Task brief: Leave out any pictures and transcribe all other data below exactly.

Data shown:
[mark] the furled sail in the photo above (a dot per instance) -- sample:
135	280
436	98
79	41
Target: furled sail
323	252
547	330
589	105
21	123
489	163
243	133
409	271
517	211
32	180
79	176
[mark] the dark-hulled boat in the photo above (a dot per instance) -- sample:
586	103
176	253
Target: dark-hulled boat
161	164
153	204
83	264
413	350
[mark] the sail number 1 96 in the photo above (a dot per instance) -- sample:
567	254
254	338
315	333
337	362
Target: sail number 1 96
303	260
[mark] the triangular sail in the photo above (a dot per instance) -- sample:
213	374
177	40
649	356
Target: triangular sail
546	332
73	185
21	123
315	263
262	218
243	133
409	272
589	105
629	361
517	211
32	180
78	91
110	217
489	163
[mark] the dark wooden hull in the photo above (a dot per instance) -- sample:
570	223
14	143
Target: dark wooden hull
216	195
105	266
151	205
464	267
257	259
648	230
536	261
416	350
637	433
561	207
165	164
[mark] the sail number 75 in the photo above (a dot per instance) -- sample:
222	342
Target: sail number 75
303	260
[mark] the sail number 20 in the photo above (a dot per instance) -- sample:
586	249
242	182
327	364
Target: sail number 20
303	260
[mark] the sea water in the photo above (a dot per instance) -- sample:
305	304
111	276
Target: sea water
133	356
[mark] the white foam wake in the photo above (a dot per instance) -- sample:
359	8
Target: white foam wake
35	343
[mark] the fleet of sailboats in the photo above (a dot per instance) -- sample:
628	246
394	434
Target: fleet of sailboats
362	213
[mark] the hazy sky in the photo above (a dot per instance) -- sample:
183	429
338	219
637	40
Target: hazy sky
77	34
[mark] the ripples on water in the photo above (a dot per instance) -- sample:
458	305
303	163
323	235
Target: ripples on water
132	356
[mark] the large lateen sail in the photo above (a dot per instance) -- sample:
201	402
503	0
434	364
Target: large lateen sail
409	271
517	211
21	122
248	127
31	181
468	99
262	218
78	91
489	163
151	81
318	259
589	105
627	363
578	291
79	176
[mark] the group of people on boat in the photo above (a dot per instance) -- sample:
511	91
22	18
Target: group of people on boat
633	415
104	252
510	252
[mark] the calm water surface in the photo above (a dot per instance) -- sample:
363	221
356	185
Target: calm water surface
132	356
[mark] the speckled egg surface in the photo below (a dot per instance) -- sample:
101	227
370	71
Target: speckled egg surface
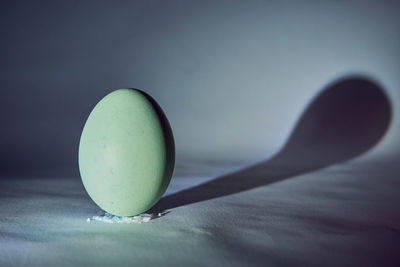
126	153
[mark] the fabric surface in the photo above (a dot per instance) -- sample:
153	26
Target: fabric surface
344	215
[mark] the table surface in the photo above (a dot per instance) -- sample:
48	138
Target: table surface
343	215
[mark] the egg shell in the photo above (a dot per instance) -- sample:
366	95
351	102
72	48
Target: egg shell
126	153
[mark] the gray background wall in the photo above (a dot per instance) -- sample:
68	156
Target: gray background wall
232	76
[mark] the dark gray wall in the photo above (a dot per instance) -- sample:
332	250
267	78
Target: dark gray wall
232	76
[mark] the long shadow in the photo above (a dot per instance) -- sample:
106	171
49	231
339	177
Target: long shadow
346	119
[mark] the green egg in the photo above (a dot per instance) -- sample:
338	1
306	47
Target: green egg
126	153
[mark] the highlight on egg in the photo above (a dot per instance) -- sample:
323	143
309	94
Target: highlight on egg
126	153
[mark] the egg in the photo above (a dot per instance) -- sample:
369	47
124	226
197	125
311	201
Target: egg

Expected answer:
[mark] the furled sail in the photo above (a dot per instance) -- sample:
135	280
436	98
79	41
Target: furled sail
323	252
547	330
589	105
21	123
489	163
243	133
409	271
517	211
32	180
79	176
[mark] the dark-hulled boat in the photo above (a dot per instance) -- sample:
586	103
176	253
Target: dark-hulled boat
161	164
153	204
83	264
413	350
[mark] the sail number 1 96 in the photo above (a dot per instance) -- sample:
567	254
254	338
315	333
337	362
Target: sail number 1 96
303	260
[mark] the triangular sail in the photo above (a dot per instance) -- sample:
213	374
177	40
649	356
Target: triangular sail
546	332
73	185
21	123
315	263
262	218
243	133
409	272
589	105
629	361
517	211
32	180
78	91
110	217
489	163
[mark] the dark wooden hull in the photo above (a dot per instance) -- sample:
570	223
14	143
Target: dark wooden hull
216	195
105	266
151	205
464	267
257	259
648	230
536	261
416	350
637	433
561	207
165	164
[mark] the sail number 75 in the photo above (a dot per instance) -- sample:
222	342
Target: sail number 75
303	260
[mark] the sail number 20 in the photo above (a dot per instance) -- sample:
586	249
242	182
327	364
Target: sail number 20
303	260
[mark] the sea water in the photo above (a dot per instance) -- sample:
305	304
111	276
Target: sea water
133	356
[mark] the white foam wake in the photo above (a dot per instance) -- sample:
359	8
Target: white foam wake
35	343
[mark] the fleet of sailboats in the photo above (a dot per instance) -- sample:
628	246
394	434
Target: fleet of sailboats
362	213
[mark] the hazy sky in the photo above (a dot per instance) -- sample:
183	429
338	219
637	40
Target: hazy sky
77	34
[mark] the ripples on water in the photo above (a dot per instance) -- sample:
458	305
303	163
323	235
Target: ripples on water
132	356
[mark] the large lateen sail in the photo above (a dot per instance) -- sample:
201	402
503	0
434	364
Target: large lateen sail
409	271
517	211
21	122
248	127
31	181
468	99
262	218
78	91
489	163
151	81
318	259
589	105
627	363
578	291
79	176
[mark] the group of people on boat in the photo above (a dot per instance) -- sample:
511	91
22	18
Target: group of people on boat
633	415
104	252
510	252
[mark] the calm water surface in the photo above (a dot per instance) -- sample:
363	221
356	185
Target: calm water surface
132	356
[mark] the speckled egg surface in the photo below (a dot per instance) -- sample:
101	227
370	71
Target: speckled egg surface
126	153
[mark] the fabric surface in the photo above (a dot per instance) -- sample:
153	26
Target: fabric surface
344	215
[mark] the table surface in the photo above (a dot per instance) -- sample:
48	138
Target: table surface
343	215
[mark] the egg shell in the photo above (a dot per instance) -- sample:
366	95
351	102
72	48
Target: egg shell
126	153
[mark] the gray background wall in the photo above (a dot per instance) -- sample:
68	156
Target: gray background wall
232	76
[mark] the dark gray wall in the photo above (a dot per instance) -- sample:
332	250
267	78
Target: dark gray wall
232	76
[mark] the long shadow in the photo above (a dot per instance) -- sample:
106	171
49	231
339	177
Target: long shadow
346	119
[mark] the green egg in the photo above (a dot per instance) -- sample:
338	1
306	47
Target: green egg
126	153
[mark] the highlight on egg in the photo above (a dot per instance) -- sample:
323	143
309	94
Target: highlight on egg
126	153
[mark] the egg in the photo above (a dot per instance) -- sample:
369	47
124	226
197	125
311	201
Target: egg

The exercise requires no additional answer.